>> start Given passage

I think TP2 could be made to work if federation where separated into two
security domains (trusted and non-trusted). Federation between severs that
trust each other and have agreed to apply access control policy consistently
could allow TP2. But federation between non trusted servers would need to
disallow TP2.

-Tad

On Thu, Feb 25, 2010 at 12:35 PM, Torben Weis <[email protected]> wrote:

> Tad, I fully agree.
>
> TP2 leads us to the area of peer-to-peer. My team at University has spent
> the last three years on solving some security problems that arise when
> running an MMOG like WoW on a peer-to-peer system without any central
> authority. The algorithms are very complex and many of them eat up a decent
> amount of bandwidth. It will take some additional research years to reach a
> level of trust comparable to that of a centralized MMOG.
>
> Based on this experience, I cannot imagine that Wave (which is not
> research, but a productive system) will be ported to TP2. However, from a
> scientific point of view it might be interesting to explore the potential
> benefits of a TP2-based wave.
>
> Greetings
> Torben
>
> 2010/2/25 Tad Glines <[email protected]>
>
>> There's been some discussion about wave and how things would be much
>> better if wave supported TP2.

>> end Given passage
>> start Data listing

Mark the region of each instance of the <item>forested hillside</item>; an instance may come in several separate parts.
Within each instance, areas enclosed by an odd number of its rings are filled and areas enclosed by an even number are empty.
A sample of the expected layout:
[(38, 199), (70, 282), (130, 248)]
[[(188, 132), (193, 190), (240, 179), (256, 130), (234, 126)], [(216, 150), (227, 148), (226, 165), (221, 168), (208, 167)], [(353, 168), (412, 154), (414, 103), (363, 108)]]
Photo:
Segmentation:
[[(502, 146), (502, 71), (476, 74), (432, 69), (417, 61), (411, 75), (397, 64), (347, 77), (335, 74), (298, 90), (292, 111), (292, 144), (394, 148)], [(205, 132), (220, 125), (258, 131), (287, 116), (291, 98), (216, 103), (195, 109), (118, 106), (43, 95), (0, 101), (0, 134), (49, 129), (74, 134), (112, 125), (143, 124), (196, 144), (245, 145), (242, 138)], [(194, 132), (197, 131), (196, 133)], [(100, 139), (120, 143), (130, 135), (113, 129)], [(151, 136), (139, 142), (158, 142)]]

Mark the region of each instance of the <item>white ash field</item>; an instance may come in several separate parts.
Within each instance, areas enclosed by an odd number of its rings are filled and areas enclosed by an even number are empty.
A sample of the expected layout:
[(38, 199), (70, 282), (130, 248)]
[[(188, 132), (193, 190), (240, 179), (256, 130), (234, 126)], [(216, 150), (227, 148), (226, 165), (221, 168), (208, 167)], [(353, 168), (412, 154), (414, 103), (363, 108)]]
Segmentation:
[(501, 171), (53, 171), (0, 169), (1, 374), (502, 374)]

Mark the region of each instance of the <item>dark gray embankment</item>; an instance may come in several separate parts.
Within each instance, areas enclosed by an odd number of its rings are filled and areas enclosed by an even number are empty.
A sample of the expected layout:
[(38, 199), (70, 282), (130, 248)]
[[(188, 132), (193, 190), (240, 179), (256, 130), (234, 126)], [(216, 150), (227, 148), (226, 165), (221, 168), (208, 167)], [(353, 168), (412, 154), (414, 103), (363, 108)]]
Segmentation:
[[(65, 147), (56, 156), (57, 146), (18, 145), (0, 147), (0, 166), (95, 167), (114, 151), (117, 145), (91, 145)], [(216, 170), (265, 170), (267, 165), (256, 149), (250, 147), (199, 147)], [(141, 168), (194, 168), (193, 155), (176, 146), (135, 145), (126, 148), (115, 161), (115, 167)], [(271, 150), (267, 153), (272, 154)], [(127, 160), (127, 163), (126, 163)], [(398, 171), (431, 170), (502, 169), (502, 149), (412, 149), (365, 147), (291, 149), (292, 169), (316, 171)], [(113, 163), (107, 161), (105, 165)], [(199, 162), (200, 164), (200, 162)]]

>> end Data listing

== Brief 1 ==
From the email discussion about Wave and TP2 above the rows, return the portion from "I think TP2" up to and including "disallow TP2.".
== Brief 2 ==
Translate this sentence from the email discussion about Wave and TP2 into Spanish: "The algorithms are very complex and many of them eat up a decent amount of bandwidth."
== Brief 3 ==
Write what comes next in the email discussion about Wave and TP2, picking up after its final sentence.

== Final result 1 ==
I think TP2 could be made to work if federation where separated into two
security domains (trusted and non-trusted). Federation between severs that
trust each other and have agreed to apply access control policy consistently
could allow TP2. But federation between non trusted servers would need to
disallow TP2.

== Final result 2 ==
Los algoritmos son muy complejos y muchos de ellos consumen una cantidad considerable de ancho de banda.

== Final result 3 ==
>>
>> Currently all deltas must be sent to the wavelet host, or owner, for
>> transformation before the delta can be propagated to all other wavelet
>> readers. This means that Wave doesn't support the OT property TP2. If wave
>> supported TP2, then there would be no need for a wavelet "owner" and each
>> server could arrive at the consistent wavelet state independent of each
>> other. Put another way: without TP2, the wavelet "owner" is the single point
>> of failure. With TP2, there is no single point of failure, and no "owner".
>> And there's the problem, no owner means no control.
>>
>> In order for wave to be successful there needs to be a wavelet "owner".
>> The "owner" can enforce schemas and enforce access control policies. If wave
>> supported TP2, then it would be impossible for a server to prevent a another
>> server from writing to the wavelet. One could expect all the servers to
>> "play nice together" but there is no way to explicitly enforce access
>> control policies in a TP2 environment when the servers are owned and
>> operated by separate entities.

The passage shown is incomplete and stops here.